→ REQUIREMENT: Reproduce the records that follow exactly as they appear.

→ DATA SUPPLIED:

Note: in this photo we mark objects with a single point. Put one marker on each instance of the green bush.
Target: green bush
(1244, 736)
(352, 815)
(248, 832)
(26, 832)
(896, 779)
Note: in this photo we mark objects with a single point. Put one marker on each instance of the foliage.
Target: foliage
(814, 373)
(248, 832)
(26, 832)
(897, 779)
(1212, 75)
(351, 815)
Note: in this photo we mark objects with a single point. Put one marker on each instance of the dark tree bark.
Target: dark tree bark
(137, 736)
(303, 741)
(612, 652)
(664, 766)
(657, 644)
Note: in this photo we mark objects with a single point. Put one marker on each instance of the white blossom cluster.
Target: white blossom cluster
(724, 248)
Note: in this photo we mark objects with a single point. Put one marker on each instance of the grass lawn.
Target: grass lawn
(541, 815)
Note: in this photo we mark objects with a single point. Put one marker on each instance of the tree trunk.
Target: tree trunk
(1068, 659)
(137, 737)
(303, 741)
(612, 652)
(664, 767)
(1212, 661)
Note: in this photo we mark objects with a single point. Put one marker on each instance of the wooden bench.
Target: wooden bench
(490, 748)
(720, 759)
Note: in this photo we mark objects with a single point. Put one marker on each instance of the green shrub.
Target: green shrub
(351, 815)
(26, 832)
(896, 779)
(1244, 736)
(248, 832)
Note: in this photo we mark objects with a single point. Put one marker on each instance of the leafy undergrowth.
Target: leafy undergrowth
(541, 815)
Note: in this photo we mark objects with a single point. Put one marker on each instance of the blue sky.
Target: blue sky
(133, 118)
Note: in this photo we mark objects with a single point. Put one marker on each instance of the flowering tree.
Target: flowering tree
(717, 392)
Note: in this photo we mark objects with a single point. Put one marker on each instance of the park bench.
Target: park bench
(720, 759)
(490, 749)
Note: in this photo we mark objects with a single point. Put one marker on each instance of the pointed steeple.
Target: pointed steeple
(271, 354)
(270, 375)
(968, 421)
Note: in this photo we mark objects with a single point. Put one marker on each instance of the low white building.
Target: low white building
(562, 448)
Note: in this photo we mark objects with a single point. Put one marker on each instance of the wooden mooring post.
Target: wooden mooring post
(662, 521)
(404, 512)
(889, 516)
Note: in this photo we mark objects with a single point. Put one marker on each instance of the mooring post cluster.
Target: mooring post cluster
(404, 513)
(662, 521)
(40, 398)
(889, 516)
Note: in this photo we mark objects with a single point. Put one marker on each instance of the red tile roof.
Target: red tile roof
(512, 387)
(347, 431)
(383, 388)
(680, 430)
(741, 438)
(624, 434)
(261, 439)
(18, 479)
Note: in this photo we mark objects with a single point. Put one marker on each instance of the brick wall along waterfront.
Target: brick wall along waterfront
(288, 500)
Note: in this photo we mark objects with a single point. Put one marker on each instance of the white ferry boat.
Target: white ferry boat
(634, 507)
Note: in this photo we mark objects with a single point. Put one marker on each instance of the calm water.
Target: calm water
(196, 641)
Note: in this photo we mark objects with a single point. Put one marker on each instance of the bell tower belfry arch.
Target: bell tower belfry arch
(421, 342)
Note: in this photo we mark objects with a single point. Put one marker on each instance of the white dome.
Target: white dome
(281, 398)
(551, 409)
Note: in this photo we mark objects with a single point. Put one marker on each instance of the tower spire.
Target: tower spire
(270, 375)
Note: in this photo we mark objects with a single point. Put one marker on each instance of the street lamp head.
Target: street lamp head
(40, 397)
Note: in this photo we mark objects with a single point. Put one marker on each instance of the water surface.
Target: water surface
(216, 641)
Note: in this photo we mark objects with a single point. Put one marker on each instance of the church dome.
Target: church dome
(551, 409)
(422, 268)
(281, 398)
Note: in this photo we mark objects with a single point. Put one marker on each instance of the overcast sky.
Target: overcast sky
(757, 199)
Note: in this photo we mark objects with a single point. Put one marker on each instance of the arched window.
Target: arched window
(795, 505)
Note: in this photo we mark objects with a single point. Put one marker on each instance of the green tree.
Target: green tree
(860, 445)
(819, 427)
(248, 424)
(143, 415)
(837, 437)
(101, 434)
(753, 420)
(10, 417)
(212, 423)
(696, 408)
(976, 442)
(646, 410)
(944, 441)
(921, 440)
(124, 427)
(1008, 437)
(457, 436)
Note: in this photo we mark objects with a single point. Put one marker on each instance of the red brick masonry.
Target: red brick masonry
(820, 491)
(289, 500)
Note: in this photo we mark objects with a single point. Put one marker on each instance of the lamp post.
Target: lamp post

→ FINAL ANSWER:
Note: in this photo we mark objects with a single point. Put one marker on each instance of the green bush.
Target: green bush
(1244, 736)
(352, 815)
(248, 832)
(26, 832)
(896, 779)
Note: in this photo we mark objects with a single point. Put one marker on each instance of the foliage.
Target: foliage
(814, 373)
(248, 832)
(26, 832)
(897, 779)
(1212, 75)
(351, 815)
Note: in this photo we mark objects with a single point. Put one marker on each instance of the dark tree bark.
Target: dark tree bark
(137, 736)
(303, 741)
(612, 652)
(664, 766)
(657, 644)
Note: in this photo we mark objects with a single point. Put one marker on each instance of the white blossom cluster.
Target: white blossom cluster
(724, 248)
Note: in this photo we mark objects with a single point. Put one marker on each instance of the grass lawn.
Target: grass lawn
(541, 815)
Note: in this photo we mark objects with a single point. Put one marker on each instance of the tree trunk.
Target: tree trunk
(1068, 659)
(137, 737)
(303, 741)
(612, 652)
(664, 767)
(1212, 661)
Note: in this photo we mark objects with a single point. Put one marker on each instance of the wooden bench.
Target: wooden bench
(490, 748)
(720, 759)
Note: in this photo we mark objects with a single point. Put one marker on each instance of the green shrub.
Target: green shrub
(351, 815)
(26, 832)
(896, 779)
(1244, 736)
(248, 832)
Note: in this photo we mark objects with a single point. Put one marker on each instance of the leafy undergrowth.
Target: leafy undergrowth
(541, 815)
Note: in this photo we mark objects with a single point. Put one marker on each instance of the blue sky.
Target: blue sky
(133, 118)
Note: in this photo we mark objects with a single point. Put one marker on each instance of the flowering tree.
Target: flowering tree
(717, 392)
Note: in this photo we mark objects with a single point. Put one marker on each instance of the park bench.
Target: park bench
(720, 759)
(490, 749)
Note: in this photo we mark objects with a single point. Put one marker on each instance of the pointed steeple.
Target: pointed steeple
(271, 354)
(270, 375)
(968, 421)
Note: in this photo we mark objects with a single point. Put one marker on each instance of the low white building.
Target: low white building
(562, 448)
Note: in this photo we mark objects with a single point. Put one marker on each instance of the wooden mooring post.
Target: wooden mooring post
(662, 521)
(404, 512)
(889, 516)
Note: in this photo we mark objects with a single point. Put one marker on each instance of the mooring post cluster.
Target: mooring post cluster
(404, 513)
(662, 521)
(40, 398)
(889, 516)
Note: in this photo we mark objects with a single point. Put one marker on each instance of the red tile roof.
Target: red tile roof
(512, 387)
(347, 431)
(383, 388)
(680, 430)
(741, 438)
(624, 434)
(261, 439)
(18, 479)
Note: in this photo we mark objects with a single point. Put one marker on each instance of the brick wall along waterfront.
Target: brick wall along waterfront
(288, 500)
Note: in this photo we mark objects with a single point. Put one marker on each instance of the white ferry boat.
Target: white ferry boat
(634, 507)
Note: in this photo we mark objects with a single point. Put one marker on each instance of the calm water.
Target: calm water
(196, 641)
Note: in this photo we mark objects with a single point. Put one marker on each instance of the bell tower belfry arch.
Target: bell tower belfry arch
(421, 342)
Note: in this photo we mark objects with a single point. Put one marker on each instance of the white dome.
Target: white dome
(281, 398)
(551, 409)
Note: in this photo we mark objects with a single point. Put one marker on each instance of the tower spire.
Target: tower spire
(270, 375)
Note: in this photo we mark objects with a single point. Put one marker on each instance of the street lamp head.
Target: street lamp head
(40, 397)
Note: in this photo we mark objects with a single point. Put one marker on each instance of the water surface.
Target: water surface
(216, 641)
Note: in this photo we mark objects with a single point. Put one marker on each instance of the church dome.
Target: church dome
(551, 409)
(422, 268)
(281, 398)
Note: in this photo we mark objects with a single point. Put one marker on each instance of the overcast sky.
Target: overcast sky
(757, 199)
Note: in this photo we mark objects with a single point. Put one marker on each instance of the arched window.
Target: arched window
(795, 505)
Note: in this photo we mark objects with a single point. Put one marker on each instance of the green tree.
Target: green tree
(860, 445)
(819, 427)
(248, 424)
(143, 415)
(837, 437)
(101, 434)
(753, 420)
(10, 417)
(212, 423)
(696, 408)
(976, 442)
(646, 410)
(944, 441)
(921, 440)
(124, 427)
(1008, 437)
(457, 436)
Note: in this photo we mark objects with a single point. Put one marker on each instance of the red brick masonry.
Target: red brick masonry
(820, 491)
(289, 500)
Note: in this photo we mark objects with a single point. Put one marker on each instance of the lamp post.
Target: lamp post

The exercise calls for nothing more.